26.7.19

パドルの子 感想



([あ]11-1)パドルの子 (ポプラ文庫)
虻川 枕
ポプラ社 (2019-06-05)
売り上げランキング: 262,010



中学二年生の主人公が、ある日突然屋上の水たまりで泳ぐ少女に出会う、という話。

始めは普通の世界だ。だが、話が進むにつれて世界が変化していく
世界の変化に気づくかどうかは人次第。


伏線は張られているが別に気付かなくてもいいや、という感じ。
シュタゲの様な「変化した部分が重要」というわけでもない。
2回読めば気づくけれど、そこまででもない作品だ。

「伏線気づいてくれ」という書き方でもないので、
ただなんとなく読むだけで良い気もする。




主人公→ヒロイン→親友
という一方通行の恋愛事情。そして死亡エンド(もともと死んでいたが)。

車通学してたのになくなった等、読者世界改変に気付けるが、
「主人公は自覚できない」という視点で書かれているのでインパクトがない


設定の発想は良かったが、全体的に退屈な印象だった。
運命探知の魔眼のないシュタゲを作ったとしても、そっちのほうが面白いだろう。




物語



世界は変化していくが「水源」のある世界が主になるだろう。
ところでヒロインの名前は「水原」だ。
========================================
取り組む課題:
1. 次の(a)〜(c)が『パドルの子』の感想の内容と合っているか、それぞれ「はい」か「いいえ」で答え、判断の根拠となる本文の語句をそのまま引用せよ。
(a) 主人公は中学二年生である。
(b) 変化した部分が重要だという点で、この作品はシュタゲと同じである。
(c) 筆者は作品全体を退屈だと感じた。
2. 『パドルの子』の感想を、最後の一文の後から続けて書け。
========================================
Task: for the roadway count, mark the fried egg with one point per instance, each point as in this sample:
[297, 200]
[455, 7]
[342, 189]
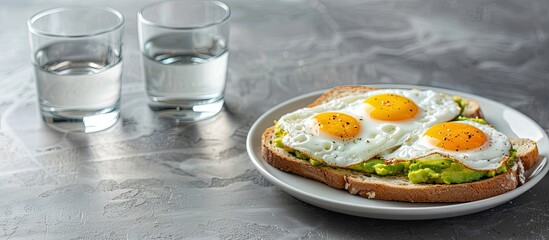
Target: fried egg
[353, 129]
[475, 145]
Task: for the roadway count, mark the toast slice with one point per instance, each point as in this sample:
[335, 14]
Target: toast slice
[399, 188]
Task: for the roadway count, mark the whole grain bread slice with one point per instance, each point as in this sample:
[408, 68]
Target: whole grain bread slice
[399, 188]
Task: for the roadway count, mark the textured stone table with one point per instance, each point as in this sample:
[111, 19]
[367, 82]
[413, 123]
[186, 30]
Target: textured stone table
[148, 178]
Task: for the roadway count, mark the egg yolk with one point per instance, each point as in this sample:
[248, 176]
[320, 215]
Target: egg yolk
[390, 107]
[455, 136]
[340, 125]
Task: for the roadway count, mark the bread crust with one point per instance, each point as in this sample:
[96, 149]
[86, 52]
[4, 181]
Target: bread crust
[398, 188]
========================================
課題ごとの結果:
1.
(a) はい。「中学二年生の主人公が」
(b) いいえ。「シュタゲの様な「変化した部分が重要」というわけでもない。」
(c) はい。「全体的に退屈な印象だった。」

2.
担任が「大森」「小林」と揃えてきてるので、この辺も狙って遊んでいるのだろう。


旧校舎屋上にある水たまりでは、潜ることで世界を変えることが出来る。
ただし、具体的な変更点を指定しなければならない。これをパドルという


水源は海にある。海の水を吸い込み、定期的に吐き出す。
その吐き出した水は川をさかのぼり、再び海に流れ着く。

すごい仕組みだ。
そもそも「水源を作りたかった」ではなく「雨を消すために水源を作った」のだが。

雨がなくなった世界では、「雨」という漢字もなくなった
その世界では「電話」は「伝話」と表記されている。



物語は「親友の母親を救う」を目的としている。

交通事故が原因なら雨をなくし
脇見運転が原因なら携帯電話をなくし
それでも交通事故が起こるので車をなくす

だが、車をなくしても母親は死んでしまう。
ここにアトラクタフィールドがあるのか?と思われたが…



「旧担任が新担任を殺したのを隠すため」に母親が殺された事をつきとめ、
校庭に木を植え、新担任が落ちても死なないようにした。



これで解決と思いきや、ヒロインは「水源を作ったせいで多くの人が死んだ」と、
全てなかったことにすると言い出す


小林もヒロインも、パドルによる世界改変で生き返った存在だったのだ。
ヒロインは親友母の夢を長電話で聞いたし、
小林の夢の話をしたのは主人公だ。


主人公も世界を戻す事に賛同。
しかし、パドルは実行者しか世界改変の記憶を引き継げない。
ヒロインを忘れたくない主人公は、自ら世界改変を行うと主張。



水たまりのあった旧校舎屋上にプールを作る。
結果、小林は屋上から突き落とされなくなる→小林生存
大森は口止めする事件を起こさない→親友母生存

そして、泳げない親友・ヒロインは元のままで、ヒロインは小学生の時に行方不明。
そのまま物語は終わる。











世界改変メモ

元の世界

  • 親友、水泳教室をまともにする(ヒロインが復活する)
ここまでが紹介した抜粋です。